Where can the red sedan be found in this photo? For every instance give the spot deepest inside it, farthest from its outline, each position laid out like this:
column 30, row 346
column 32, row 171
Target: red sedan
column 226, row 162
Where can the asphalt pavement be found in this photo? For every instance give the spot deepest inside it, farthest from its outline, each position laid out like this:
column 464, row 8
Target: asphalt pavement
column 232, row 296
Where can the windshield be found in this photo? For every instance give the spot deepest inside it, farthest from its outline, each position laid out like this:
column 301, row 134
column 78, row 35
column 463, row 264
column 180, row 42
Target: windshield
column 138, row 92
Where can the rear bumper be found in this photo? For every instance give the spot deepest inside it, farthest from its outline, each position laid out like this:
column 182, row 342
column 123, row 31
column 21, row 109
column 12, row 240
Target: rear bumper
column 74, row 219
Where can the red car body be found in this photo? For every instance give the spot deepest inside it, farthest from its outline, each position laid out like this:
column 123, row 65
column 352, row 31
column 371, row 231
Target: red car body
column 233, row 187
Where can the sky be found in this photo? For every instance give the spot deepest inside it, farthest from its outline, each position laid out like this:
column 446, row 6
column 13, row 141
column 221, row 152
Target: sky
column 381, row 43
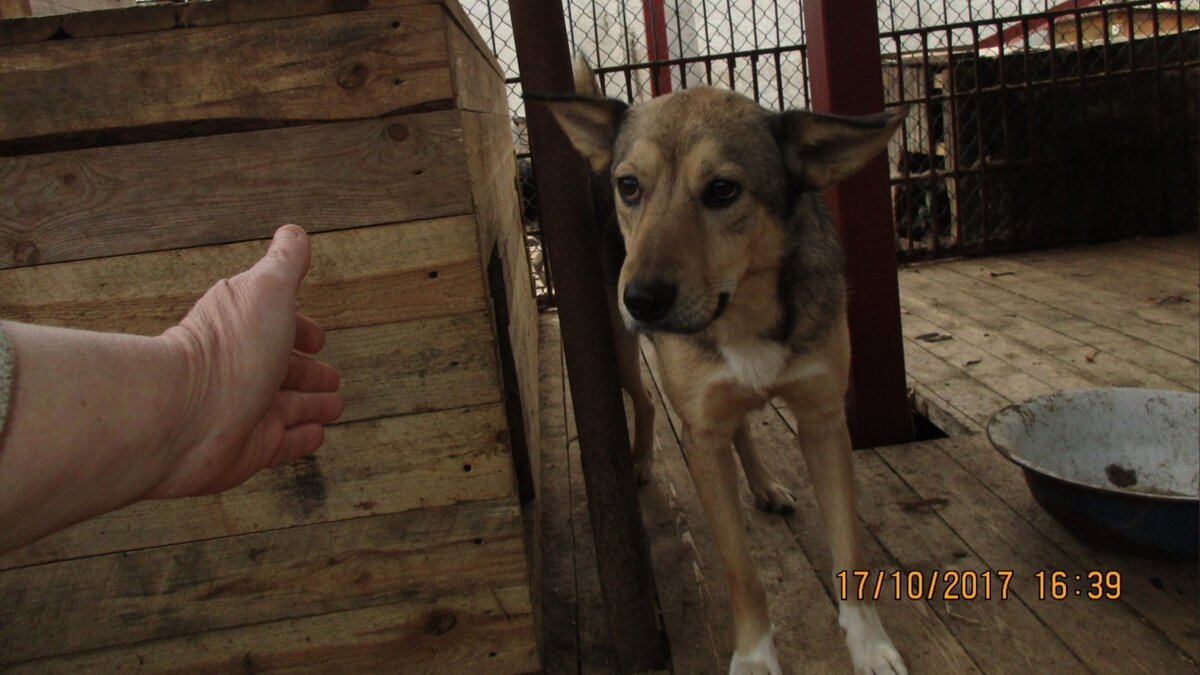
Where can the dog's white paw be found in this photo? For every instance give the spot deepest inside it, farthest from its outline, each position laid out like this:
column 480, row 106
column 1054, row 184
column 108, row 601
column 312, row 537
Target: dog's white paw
column 761, row 659
column 870, row 649
column 774, row 499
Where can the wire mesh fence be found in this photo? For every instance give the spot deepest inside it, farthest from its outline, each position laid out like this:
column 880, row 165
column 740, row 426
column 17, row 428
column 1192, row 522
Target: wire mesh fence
column 1031, row 123
column 1054, row 126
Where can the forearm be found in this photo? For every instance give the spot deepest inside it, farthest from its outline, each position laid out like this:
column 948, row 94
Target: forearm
column 90, row 425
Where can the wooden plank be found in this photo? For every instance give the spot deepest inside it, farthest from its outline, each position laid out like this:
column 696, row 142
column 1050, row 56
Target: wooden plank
column 997, row 375
column 1098, row 352
column 13, row 9
column 478, row 85
column 171, row 591
column 484, row 631
column 1182, row 246
column 1145, row 282
column 361, row 276
column 556, row 581
column 973, row 402
column 917, row 632
column 597, row 653
column 209, row 13
column 997, row 346
column 1000, row 635
column 1152, row 326
column 492, row 169
column 415, row 366
column 1107, row 635
column 370, row 467
column 317, row 69
column 1165, row 593
column 231, row 187
column 42, row 7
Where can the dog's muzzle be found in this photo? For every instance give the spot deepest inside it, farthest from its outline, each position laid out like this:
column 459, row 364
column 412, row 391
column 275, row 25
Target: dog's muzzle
column 655, row 306
column 649, row 302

[Exercise directions]
For the entries above, return an exact copy that omits the images.

[Finished exercise]
Where can the red sedan be found in this photo? For every instance give the spot deepest inside it, farthest from its outline, each position laid out like this:
column 30, row 346
column 32, row 171
Target: red sedan
column 226, row 162
Where can the asphalt pavement be found in this photo? For every instance give the spot deepest inside it, farthest from its outline, each position laid out like this:
column 464, row 8
Target: asphalt pavement
column 232, row 296
Where can the windshield be found in this photo? For every instance give the spot deepest inside it, farthest from its outline, each position laid out like this:
column 301, row 134
column 78, row 35
column 463, row 264
column 180, row 42
Target: windshield
column 138, row 92
Where can the rear bumper be found in this photo? For every instance give the spot deepest inside it, farthest from its outline, each position laid out like this:
column 182, row 342
column 123, row 31
column 21, row 109
column 12, row 240
Target: rear bumper
column 74, row 219
Where can the red car body be found in this photo? For every instance give the spot deepest inside it, farthest from its outline, each position laid out like this:
column 123, row 65
column 352, row 31
column 371, row 231
Target: red car body
column 233, row 187
Where can the sky be found in this photo? For every instance give the spot deepest inside it, farthest from its outline, each position laid out like this:
column 446, row 6
column 13, row 141
column 221, row 152
Target: sky
column 381, row 43
Where can the dog's white paw be found in this photo? For every instance give the spot deepest inside it, farthest from its outline, each position laid out like this:
column 480, row 106
column 1054, row 184
column 108, row 601
column 312, row 537
Target: dog's white paw
column 761, row 659
column 870, row 649
column 774, row 499
Where can the wire mesh fence be found in this photo? For every instance give the spot deepest inside it, farthest from its outline, each position laid out like this:
column 880, row 165
column 740, row 426
column 17, row 428
column 1192, row 522
Target: wire mesh fence
column 1031, row 123
column 1054, row 126
Where can the forearm be found in this photo? For every instance give the spot deepest inside it, farthest from its outline, each position laid out like this:
column 948, row 94
Target: forearm
column 90, row 425
Where can the wooden plank be found in this photo? For every instance give the spot deepest inside it, farthest from its outline, each position laid out like this:
column 696, row 142
column 1050, row 56
Target: wooden plank
column 997, row 375
column 1098, row 352
column 13, row 9
column 478, row 85
column 171, row 591
column 484, row 631
column 1182, row 246
column 1145, row 282
column 361, row 276
column 556, row 581
column 973, row 402
column 917, row 632
column 597, row 653
column 209, row 13
column 997, row 346
column 1000, row 635
column 1152, row 326
column 492, row 169
column 415, row 366
column 1107, row 635
column 370, row 467
column 317, row 69
column 1165, row 593
column 231, row 187
column 42, row 7
Where can the dog's muzzle be found in this photo? For every instance give the spot deepest inside it, farthest from its outline, each position laid out like this:
column 459, row 364
column 412, row 391
column 275, row 25
Target: dog's muzzle
column 655, row 306
column 649, row 302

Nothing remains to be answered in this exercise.